▶ Kutipan Halaman

“TITENANA, bocah iki dadhi kembange jagat! Ingat-ingatlah, anak ini akan jadi bunga dunia,” ucap Raden Mas Panji Sumohatmojo sambil mengusap kepala seorang bocah ganteng yang sedang melahap singkong bakar kesukaannya. ‘Sabda yang disampaikan kedua kali setelah yang pertama saat pergantian nama Koesno menjadi Soekarno kirasan tahun 1904.
Bocah tangkas pemberani itu, bermata candramawa. Sebutan khas orang Jawa untuk kucing belang telon (berwarna tiga di bagian tubuhnya), yang diyakini memiliki kemampuan supranatural. RMP Sumohatmojo adalah ayah Raden Mas Sumosuwoyo yang kelak jadi orangtua angkat bocah candramawa.
Kakek sakti mandraguna Sumohatmojo, sejatinya bertalian darah dengan si bocah sampai pada Ki Ageng Pamanahan. Sumohatmojo melalui Panembahan Senopati, raja Mataram pertama. Sedang bocah candramawa, bertalian darah dengan Pangeran Harya Mangkubumi.
Empat dekade sejak pertemuan sederhana itu, nubuat Sumohatmojo memang terbukti. Bocah candramawa berubah jadi sosok fenomenal yang dikagumi dunia, sebagai Sukarno.

▶ Daftar Baris
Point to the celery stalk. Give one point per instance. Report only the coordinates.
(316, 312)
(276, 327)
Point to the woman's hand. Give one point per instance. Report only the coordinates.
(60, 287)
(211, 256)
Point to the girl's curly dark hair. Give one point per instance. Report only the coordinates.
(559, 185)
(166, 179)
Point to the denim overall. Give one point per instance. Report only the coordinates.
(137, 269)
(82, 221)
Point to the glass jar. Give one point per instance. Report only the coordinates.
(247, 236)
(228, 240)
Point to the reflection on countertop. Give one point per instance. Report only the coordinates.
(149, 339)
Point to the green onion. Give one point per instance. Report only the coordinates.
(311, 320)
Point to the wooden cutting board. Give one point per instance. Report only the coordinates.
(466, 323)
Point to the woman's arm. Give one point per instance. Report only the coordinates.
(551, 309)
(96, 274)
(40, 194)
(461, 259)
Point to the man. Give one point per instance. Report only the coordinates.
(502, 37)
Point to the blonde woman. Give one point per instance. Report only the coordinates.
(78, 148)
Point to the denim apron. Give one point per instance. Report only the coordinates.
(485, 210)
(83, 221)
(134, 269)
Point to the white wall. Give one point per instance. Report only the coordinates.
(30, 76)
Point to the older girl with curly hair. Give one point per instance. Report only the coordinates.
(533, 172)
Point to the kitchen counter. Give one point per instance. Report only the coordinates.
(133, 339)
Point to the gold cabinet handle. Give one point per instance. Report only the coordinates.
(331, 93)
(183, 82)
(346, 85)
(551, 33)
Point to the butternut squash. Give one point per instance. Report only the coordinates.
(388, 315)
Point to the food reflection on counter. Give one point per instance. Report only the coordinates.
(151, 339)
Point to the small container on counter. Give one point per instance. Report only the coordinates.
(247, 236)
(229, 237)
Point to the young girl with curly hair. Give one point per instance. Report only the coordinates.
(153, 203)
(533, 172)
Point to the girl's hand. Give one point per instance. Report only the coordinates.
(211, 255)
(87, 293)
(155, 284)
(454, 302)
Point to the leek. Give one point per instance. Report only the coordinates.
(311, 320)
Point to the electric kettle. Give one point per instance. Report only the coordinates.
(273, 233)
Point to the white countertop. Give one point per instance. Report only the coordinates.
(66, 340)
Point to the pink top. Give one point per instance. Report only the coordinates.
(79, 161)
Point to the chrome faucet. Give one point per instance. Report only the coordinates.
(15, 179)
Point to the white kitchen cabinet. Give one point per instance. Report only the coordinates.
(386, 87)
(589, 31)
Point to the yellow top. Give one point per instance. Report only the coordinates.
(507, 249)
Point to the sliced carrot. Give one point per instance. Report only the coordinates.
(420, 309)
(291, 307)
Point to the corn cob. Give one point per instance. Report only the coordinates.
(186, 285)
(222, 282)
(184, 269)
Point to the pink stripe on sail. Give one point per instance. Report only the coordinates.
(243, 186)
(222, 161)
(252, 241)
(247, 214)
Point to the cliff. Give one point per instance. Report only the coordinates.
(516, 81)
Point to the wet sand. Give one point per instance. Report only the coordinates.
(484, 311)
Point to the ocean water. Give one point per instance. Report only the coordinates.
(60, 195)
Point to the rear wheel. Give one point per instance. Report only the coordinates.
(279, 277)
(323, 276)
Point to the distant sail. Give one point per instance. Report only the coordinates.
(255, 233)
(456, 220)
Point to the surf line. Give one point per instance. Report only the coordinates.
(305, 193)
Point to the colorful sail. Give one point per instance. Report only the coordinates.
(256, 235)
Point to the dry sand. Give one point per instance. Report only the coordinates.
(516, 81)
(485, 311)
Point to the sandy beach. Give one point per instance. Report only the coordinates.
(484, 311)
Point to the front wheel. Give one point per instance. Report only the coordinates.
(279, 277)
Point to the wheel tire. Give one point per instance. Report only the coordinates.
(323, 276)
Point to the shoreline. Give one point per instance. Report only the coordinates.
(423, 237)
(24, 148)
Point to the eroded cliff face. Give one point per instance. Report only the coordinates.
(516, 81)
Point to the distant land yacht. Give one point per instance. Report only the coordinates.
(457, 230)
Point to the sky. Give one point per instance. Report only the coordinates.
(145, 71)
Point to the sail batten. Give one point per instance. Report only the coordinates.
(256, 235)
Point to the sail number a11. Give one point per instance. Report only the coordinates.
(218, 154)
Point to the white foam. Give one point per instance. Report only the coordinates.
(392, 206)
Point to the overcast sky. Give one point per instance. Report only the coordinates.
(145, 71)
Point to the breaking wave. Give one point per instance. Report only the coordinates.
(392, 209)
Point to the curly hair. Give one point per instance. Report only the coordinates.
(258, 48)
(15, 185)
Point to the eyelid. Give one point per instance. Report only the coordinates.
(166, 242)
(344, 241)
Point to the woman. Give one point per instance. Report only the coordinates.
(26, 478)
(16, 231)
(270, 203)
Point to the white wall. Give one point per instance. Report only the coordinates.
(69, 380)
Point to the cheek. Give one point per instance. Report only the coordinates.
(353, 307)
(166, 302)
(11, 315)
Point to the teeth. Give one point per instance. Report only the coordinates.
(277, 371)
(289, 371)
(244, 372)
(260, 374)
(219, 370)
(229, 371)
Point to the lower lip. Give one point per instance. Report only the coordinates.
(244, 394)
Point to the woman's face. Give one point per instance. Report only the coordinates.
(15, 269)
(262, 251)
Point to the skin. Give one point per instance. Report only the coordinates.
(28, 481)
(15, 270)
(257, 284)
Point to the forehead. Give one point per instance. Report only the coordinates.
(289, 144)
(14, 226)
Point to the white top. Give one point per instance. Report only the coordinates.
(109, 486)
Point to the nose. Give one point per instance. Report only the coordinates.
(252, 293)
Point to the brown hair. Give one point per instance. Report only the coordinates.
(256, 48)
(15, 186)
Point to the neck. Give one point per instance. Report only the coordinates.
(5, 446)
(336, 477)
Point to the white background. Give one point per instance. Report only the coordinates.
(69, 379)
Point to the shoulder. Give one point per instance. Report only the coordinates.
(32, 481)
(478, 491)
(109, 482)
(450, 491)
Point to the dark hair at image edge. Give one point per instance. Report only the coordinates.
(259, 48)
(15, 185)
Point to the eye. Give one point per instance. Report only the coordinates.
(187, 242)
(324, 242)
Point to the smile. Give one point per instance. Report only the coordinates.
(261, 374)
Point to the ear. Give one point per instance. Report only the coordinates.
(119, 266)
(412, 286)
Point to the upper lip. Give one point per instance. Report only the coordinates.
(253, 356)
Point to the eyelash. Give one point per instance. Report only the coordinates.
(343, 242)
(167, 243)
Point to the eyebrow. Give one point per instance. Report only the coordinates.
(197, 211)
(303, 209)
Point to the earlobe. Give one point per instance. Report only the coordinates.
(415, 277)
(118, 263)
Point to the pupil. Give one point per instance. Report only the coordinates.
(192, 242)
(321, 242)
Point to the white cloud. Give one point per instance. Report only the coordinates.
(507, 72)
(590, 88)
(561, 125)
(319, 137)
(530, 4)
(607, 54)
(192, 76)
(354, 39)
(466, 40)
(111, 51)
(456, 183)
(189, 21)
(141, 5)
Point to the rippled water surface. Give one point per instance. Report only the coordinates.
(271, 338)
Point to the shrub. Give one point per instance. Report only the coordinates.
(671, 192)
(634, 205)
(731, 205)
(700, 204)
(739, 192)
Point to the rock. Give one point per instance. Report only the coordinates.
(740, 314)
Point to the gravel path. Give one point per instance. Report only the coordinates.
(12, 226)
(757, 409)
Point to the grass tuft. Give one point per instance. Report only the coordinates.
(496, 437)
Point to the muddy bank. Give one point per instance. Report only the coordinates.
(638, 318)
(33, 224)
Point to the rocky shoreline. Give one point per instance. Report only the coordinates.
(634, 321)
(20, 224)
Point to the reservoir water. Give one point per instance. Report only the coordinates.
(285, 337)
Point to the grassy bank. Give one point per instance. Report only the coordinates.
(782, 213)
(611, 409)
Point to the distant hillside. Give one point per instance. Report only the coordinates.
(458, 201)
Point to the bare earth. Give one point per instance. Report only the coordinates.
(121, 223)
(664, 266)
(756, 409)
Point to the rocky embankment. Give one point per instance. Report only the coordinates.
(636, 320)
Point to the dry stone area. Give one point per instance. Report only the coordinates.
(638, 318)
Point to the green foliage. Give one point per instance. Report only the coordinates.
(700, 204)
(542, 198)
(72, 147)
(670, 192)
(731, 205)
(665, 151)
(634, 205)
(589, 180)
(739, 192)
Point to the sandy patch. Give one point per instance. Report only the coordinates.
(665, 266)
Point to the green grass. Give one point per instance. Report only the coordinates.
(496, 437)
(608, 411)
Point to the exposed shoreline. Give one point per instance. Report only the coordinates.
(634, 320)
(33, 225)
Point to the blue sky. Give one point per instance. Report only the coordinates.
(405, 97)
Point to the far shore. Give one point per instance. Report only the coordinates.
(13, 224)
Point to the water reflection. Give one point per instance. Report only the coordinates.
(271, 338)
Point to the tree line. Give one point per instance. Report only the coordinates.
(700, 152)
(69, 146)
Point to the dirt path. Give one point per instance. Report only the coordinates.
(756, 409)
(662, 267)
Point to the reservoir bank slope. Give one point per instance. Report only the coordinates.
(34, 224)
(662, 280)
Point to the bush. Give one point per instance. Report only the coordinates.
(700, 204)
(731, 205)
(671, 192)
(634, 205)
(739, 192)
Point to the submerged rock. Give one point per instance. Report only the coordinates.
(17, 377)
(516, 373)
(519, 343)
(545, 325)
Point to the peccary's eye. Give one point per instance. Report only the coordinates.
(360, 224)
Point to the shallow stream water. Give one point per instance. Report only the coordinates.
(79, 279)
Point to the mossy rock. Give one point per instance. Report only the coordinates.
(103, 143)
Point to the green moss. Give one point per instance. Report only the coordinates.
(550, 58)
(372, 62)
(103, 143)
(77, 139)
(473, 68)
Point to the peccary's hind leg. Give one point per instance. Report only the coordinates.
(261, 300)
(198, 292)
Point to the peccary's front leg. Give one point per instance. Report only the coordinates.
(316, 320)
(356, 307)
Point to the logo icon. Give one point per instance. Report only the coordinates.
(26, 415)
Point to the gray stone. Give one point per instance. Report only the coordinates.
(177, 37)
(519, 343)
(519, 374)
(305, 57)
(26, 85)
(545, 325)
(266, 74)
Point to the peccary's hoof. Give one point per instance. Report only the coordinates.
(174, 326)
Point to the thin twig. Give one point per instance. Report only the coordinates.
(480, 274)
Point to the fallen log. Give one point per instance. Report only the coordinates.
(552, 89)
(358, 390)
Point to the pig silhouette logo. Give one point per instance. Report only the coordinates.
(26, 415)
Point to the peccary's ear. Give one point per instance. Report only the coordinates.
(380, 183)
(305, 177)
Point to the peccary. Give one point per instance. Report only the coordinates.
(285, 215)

▶ Tujuan Latihan
Tolong sunting bagian kutipan halaman dari "Bocah tangkas pemberani" sampai "dunia, sebagai Sukarno." dengan mengganti setiap "Sumohatmojo" menjadi "Soemohatmodjo".

▶ Jawaban Tertulis
Bocah tangkas pemberani itu, bermata candramawa. Sebutan khas orang Jawa untuk kucing belang telon (berwarna tiga di bagian tubuhnya), yang diyakini memiliki kemampuan supranatural. RMP Soemohatmodjo adalah ayah Raden Mas Sumosuwoyo yang kelak jadi orangtua angkat bocah candramawa.
Kakek sakti mandraguna Soemohatmodjo, sejatinya bertalian darah dengan si bocah sampai pada Ki Ageng Pamanahan. Soemohatmodjo melalui Panembahan Senopati, raja Mataram pertama. Sedang bocah candramawa, bertalian darah dengan Pangeran Harya Mangkubumi.
Empat dekade sejak pertemuan sederhana itu, nubuat Soemohatmodjo memang terbukti. Bocah candramawa berubah jadi sosok fenomenal yang dikagumi dunia, sebagai Sukarno.